[[ Data records, beginning ]]
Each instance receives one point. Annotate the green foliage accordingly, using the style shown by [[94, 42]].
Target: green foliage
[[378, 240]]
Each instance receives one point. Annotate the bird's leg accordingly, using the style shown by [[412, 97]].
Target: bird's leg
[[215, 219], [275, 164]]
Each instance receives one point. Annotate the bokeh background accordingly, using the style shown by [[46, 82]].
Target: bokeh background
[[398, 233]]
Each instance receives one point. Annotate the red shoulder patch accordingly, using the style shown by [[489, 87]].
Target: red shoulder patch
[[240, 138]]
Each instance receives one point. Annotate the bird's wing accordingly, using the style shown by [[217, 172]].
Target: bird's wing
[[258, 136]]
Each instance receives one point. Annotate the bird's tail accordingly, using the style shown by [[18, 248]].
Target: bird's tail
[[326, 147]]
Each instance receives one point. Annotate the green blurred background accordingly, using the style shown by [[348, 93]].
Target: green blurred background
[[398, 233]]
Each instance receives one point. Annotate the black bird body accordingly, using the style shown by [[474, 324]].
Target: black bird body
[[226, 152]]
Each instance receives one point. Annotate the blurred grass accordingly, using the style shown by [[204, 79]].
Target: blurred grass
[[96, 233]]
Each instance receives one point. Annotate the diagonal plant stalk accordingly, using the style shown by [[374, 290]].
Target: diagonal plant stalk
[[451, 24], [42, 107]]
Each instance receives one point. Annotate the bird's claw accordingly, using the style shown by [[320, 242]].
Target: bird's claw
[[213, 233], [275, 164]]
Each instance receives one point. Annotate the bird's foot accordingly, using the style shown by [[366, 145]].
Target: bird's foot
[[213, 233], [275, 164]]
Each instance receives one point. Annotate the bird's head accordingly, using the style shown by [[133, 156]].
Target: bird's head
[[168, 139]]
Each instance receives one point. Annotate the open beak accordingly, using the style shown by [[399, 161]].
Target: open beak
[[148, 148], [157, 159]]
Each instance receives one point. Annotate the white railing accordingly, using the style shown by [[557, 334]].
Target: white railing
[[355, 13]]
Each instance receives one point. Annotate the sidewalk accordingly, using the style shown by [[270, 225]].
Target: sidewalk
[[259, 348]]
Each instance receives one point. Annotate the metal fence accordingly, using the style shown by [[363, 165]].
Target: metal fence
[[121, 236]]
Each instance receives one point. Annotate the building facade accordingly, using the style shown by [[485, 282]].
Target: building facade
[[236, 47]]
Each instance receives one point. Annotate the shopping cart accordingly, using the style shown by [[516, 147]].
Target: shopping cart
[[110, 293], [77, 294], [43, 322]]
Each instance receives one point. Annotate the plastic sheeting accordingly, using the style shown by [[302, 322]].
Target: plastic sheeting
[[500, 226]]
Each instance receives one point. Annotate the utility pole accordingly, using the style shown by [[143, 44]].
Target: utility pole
[[ Data records, end ]]
● Work item
How many lines in the records hold the string "pole"? Answer with only that number.

● Answer to this problem
2